> **Exercise text**
Q&A with Andre Schindler, General Manager, EMEA at NinjaOne

How has the cyber landscape of the healthcare sector evolved in recent years?
Cyberattacks have been steadily increasing over the last few years. In 2024 alone, there have already been almost 8 million cyberattacks on UK businesses. The healthcare sector has been hit especially hard, with each successful breach costing on average almost $11 million, nearly double the cost of the average for the financial services industry.
One of the main challenges that healthcare providers face today is the lack of available budget, as well as limited resources and skills, to counter the incessant threat from bad actors.
As health services have implemented digital transformation initiatives to streamline operations with limited budgets, the number of endpoints within organisations continues to increase exponentially. Healthcare is a highly distributed sector, with employees and IT assets spread across offices, buildings and even campuses. This not only makes the job of IT teams more challenging, but also expands the attack surface and window of opportunity for bad actors.
From small primary care practices to large healthcare systems, IT teams often run incredibly lean – at times with one technician managing thousands of endpoints. Having so many endpoints across the network can present challenges when it comes to patching, resulting in both security and compliance issues.
Bad actors regularly target healthcare organisations because of the quantity and sensitivity of the data they hold. Once attackers have access to personal medical information, they can hold it for ransom and sell it on the dark web, or tamper with the data to cause disruption and mistrust within an organisation.
How does the increasing number of endpoints pose a threat to healthcare organisations?
Whilst necessary to improve the speed and availability of diagnosis and treatment, the increasing number of endpoints in healthcare organisations can also open up more attack vectors for those looking to compromise or abuse the systems assisting in care provision.
With AI and LLMs becoming more accessible, phishing attacks have become increasingly difficult to spot. Untrained staff can be more susceptible to phishing scams, and paired with an increasing number of endpoints, expose organisations to increased risk, making the management and security of endpoints even more challenging.

> **Dataset extract**
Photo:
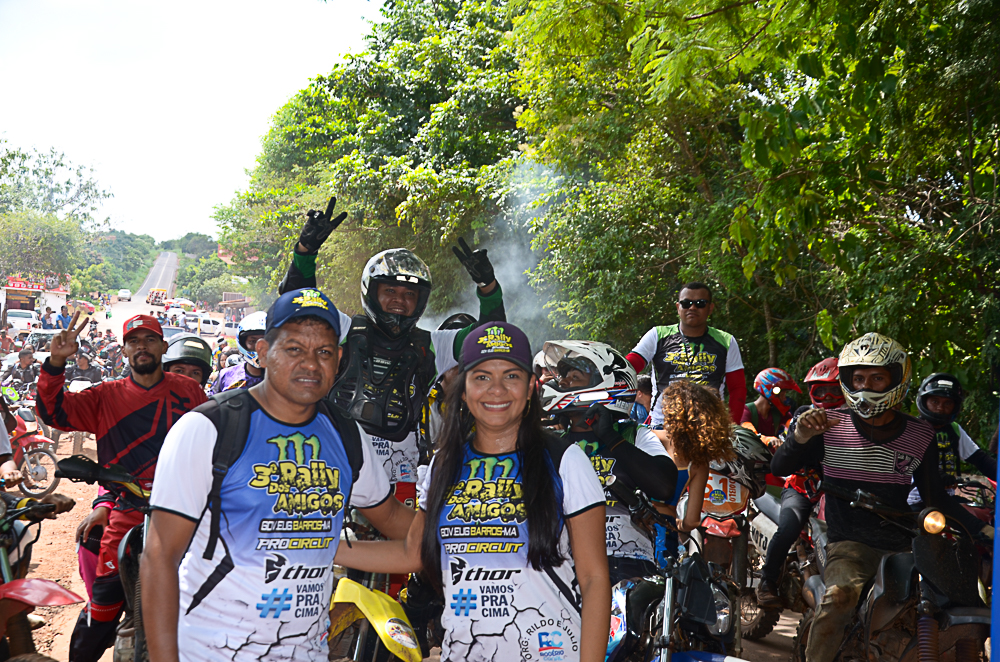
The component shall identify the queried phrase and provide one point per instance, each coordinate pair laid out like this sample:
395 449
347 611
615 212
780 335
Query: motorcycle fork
741 553
666 629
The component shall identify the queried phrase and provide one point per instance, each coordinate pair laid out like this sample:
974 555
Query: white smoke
513 258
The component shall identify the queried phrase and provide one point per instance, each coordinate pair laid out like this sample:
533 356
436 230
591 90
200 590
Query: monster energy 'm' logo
489 465
298 443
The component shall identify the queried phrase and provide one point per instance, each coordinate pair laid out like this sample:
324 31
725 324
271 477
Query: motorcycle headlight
934 521
723 612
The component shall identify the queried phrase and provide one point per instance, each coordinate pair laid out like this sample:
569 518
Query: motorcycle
796 586
684 613
923 605
18 595
33 451
365 623
724 535
130 643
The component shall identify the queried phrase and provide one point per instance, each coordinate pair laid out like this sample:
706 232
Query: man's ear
261 348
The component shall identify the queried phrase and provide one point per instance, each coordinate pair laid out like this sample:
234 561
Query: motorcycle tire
802 637
141 652
757 622
39 459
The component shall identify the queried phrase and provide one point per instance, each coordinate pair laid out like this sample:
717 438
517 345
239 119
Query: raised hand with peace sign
477 263
64 344
318 227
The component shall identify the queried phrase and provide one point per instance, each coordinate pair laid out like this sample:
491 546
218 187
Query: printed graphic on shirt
623 539
301 483
283 505
399 458
496 605
704 360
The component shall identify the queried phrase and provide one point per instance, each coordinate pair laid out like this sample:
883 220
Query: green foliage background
829 167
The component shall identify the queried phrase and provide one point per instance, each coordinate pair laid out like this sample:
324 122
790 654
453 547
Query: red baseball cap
141 322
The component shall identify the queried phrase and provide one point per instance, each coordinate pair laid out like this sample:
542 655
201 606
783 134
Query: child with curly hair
696 429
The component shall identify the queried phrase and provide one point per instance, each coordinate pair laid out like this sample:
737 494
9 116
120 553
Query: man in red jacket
130 418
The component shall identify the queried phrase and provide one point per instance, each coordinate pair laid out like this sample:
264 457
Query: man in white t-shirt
694 351
275 511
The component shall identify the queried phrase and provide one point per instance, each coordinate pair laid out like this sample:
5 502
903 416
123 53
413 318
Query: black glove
475 262
602 421
319 226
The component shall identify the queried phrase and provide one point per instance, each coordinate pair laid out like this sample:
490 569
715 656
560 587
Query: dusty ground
54 557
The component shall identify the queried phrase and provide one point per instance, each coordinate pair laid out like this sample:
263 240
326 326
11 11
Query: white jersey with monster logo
496 606
265 594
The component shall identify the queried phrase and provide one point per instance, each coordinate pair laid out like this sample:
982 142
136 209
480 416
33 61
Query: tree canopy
828 167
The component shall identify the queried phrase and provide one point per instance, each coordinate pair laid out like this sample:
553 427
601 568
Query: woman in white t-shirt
514 533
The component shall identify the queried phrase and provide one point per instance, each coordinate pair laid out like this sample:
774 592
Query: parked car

> **Required work**
(1) In the healthcare cybersecurity Q&A, what is the average cost of each successful breach in the healthcare sector?
(2) From the healthcare cybersecurity Q&A, return everything from "As health services" down to "for bad actors.".

> **Solutions**
(1) Almost $11 million.

(2)
As health services have implemented digital transformation initiatives to streamline operations with limited budgets, the number of endpoints within organisations continues to increase exponentially. Healthcare is a highly distributed sector, with employees and IT assets spread across offices, buildings and even campuses. This not only makes the job of IT teams more challenging, but also expands the attack surface and window of opportunity for bad actors.